## Exercise directions
How many lines in the listing below contain the string "tablecloth"? Reply with the number alone.

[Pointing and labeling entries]
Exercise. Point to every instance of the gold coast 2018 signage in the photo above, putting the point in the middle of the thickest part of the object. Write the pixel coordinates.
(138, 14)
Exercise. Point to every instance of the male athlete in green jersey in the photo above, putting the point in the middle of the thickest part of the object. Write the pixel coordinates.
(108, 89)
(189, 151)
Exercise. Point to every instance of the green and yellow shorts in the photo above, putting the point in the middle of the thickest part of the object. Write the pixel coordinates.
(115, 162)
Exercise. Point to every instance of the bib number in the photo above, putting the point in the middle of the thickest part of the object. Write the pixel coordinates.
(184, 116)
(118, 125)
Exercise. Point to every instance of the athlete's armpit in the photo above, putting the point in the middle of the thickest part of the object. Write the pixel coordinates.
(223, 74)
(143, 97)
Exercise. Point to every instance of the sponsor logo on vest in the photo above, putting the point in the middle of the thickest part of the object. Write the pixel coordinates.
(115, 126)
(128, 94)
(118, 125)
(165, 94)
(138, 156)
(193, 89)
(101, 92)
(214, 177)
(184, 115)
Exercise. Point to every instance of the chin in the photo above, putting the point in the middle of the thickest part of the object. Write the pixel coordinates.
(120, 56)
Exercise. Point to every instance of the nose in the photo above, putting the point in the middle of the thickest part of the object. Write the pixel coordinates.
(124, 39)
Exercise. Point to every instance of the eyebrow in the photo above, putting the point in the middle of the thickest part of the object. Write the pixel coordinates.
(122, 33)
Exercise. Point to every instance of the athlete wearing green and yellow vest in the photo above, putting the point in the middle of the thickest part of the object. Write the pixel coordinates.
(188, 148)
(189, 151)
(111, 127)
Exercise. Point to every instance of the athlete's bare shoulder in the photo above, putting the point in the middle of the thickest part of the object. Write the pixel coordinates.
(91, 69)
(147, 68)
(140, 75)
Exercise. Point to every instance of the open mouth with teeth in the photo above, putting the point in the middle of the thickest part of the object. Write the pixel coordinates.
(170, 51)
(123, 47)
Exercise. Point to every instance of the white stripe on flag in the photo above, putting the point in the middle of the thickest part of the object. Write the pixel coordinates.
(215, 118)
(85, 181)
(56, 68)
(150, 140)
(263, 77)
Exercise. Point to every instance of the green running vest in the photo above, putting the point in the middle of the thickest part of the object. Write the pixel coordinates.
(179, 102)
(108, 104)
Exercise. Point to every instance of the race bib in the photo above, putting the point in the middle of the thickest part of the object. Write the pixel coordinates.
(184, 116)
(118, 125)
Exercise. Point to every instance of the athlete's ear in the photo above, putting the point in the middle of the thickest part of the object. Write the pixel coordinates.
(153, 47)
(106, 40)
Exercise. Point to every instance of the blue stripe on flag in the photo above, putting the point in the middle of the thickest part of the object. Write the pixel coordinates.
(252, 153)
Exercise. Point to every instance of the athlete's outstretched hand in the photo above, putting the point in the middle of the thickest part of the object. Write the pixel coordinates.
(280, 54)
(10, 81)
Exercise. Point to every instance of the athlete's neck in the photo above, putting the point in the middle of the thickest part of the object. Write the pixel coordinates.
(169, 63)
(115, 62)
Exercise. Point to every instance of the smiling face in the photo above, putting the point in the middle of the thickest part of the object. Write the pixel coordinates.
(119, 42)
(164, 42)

* * *

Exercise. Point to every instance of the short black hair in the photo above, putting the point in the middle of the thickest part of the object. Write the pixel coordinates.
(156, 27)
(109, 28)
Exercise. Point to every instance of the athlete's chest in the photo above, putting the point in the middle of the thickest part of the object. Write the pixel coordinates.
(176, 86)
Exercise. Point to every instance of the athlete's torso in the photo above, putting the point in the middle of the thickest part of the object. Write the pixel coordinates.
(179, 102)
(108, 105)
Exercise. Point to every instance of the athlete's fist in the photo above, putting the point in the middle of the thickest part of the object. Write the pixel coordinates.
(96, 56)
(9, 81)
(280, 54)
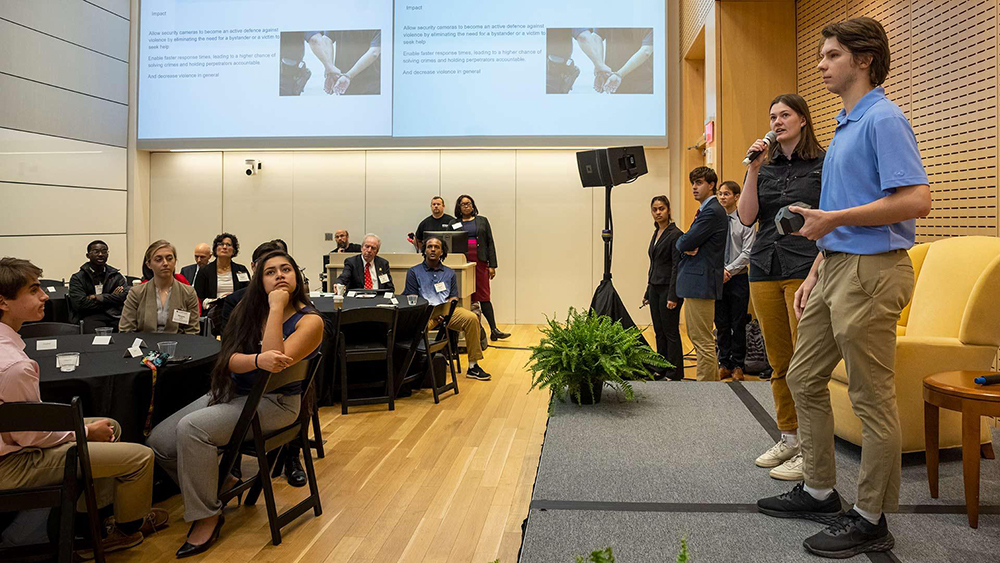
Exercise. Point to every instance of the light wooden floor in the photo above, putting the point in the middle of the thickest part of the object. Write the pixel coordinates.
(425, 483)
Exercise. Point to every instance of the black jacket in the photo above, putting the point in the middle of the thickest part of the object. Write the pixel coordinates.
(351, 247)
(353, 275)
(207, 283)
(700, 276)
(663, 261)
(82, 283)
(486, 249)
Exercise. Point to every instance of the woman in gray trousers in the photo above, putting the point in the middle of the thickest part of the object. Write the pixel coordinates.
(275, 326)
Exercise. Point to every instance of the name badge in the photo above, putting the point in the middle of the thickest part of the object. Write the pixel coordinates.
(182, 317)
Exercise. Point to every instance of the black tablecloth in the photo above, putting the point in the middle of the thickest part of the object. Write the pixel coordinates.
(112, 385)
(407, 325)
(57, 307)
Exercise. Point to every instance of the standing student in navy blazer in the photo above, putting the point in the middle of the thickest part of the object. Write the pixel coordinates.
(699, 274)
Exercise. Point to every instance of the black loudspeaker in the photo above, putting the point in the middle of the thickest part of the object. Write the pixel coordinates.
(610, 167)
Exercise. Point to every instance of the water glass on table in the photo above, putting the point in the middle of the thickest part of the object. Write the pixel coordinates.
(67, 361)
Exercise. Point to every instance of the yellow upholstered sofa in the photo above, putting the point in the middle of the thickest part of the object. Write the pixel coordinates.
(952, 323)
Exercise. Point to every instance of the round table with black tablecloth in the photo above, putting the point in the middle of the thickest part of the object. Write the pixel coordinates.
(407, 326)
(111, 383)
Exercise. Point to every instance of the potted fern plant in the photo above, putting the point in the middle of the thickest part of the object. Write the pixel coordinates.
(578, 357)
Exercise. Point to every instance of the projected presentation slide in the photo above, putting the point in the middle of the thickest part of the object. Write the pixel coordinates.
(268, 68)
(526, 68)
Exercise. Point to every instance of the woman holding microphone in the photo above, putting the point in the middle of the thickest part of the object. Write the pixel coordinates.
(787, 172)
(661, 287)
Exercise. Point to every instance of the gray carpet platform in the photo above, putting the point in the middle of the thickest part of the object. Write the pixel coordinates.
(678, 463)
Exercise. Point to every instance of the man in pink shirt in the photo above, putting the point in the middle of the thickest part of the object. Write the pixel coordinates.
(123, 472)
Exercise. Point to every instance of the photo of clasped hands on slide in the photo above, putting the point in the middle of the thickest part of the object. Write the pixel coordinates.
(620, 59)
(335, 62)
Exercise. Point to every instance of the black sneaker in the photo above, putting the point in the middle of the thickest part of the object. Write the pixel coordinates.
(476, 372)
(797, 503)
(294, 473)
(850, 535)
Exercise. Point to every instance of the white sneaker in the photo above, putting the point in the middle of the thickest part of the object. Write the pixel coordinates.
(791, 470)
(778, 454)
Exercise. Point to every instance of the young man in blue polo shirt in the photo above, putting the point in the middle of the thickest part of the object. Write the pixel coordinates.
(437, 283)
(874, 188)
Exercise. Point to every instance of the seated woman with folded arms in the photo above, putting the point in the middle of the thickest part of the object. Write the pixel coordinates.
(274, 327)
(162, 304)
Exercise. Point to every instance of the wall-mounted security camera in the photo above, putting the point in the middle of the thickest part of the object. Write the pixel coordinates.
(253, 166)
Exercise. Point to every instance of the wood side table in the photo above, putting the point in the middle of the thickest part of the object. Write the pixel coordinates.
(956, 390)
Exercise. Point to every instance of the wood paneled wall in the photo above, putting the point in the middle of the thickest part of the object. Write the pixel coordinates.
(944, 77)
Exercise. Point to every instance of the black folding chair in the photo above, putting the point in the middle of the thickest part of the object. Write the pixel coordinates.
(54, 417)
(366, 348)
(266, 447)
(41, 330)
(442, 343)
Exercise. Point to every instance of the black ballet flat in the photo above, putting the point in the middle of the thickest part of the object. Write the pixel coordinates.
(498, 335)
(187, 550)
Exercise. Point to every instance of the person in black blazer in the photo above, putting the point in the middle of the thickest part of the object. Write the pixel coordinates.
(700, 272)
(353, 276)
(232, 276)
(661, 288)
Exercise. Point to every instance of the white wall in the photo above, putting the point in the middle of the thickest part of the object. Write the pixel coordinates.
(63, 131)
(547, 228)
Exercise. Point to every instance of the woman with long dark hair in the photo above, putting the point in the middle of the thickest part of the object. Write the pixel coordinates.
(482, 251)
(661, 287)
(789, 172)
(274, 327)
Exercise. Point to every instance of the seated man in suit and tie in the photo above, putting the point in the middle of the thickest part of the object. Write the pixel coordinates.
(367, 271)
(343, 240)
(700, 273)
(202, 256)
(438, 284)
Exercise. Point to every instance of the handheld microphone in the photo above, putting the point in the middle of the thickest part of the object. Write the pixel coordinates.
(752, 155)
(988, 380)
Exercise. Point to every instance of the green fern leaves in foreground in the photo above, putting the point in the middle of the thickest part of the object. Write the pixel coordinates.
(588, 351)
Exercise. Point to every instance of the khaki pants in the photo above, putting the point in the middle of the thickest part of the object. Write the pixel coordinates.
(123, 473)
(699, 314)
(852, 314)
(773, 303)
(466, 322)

## Exercise solution
2